=== What is asked ===
How many lines in the items below contain the string "basket"? Reply with the number alone.

___ Data listing ___

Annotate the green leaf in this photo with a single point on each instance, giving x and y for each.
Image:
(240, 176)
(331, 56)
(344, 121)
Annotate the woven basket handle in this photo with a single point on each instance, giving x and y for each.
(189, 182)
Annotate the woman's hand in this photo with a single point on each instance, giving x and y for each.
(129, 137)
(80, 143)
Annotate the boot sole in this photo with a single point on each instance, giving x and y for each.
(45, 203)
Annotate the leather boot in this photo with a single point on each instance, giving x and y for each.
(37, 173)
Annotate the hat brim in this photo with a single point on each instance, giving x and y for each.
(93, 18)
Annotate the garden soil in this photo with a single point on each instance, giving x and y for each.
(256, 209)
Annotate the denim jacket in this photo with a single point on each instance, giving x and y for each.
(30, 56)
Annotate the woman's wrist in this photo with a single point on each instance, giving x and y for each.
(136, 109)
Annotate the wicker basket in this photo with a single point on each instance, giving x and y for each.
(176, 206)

___
___ Data listing ___

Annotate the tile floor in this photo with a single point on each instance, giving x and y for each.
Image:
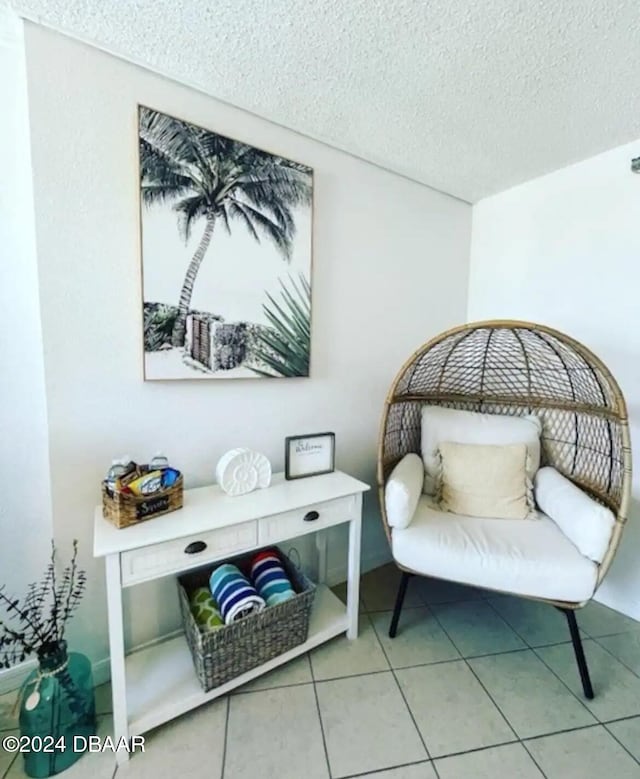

___

=== Final answer ===
2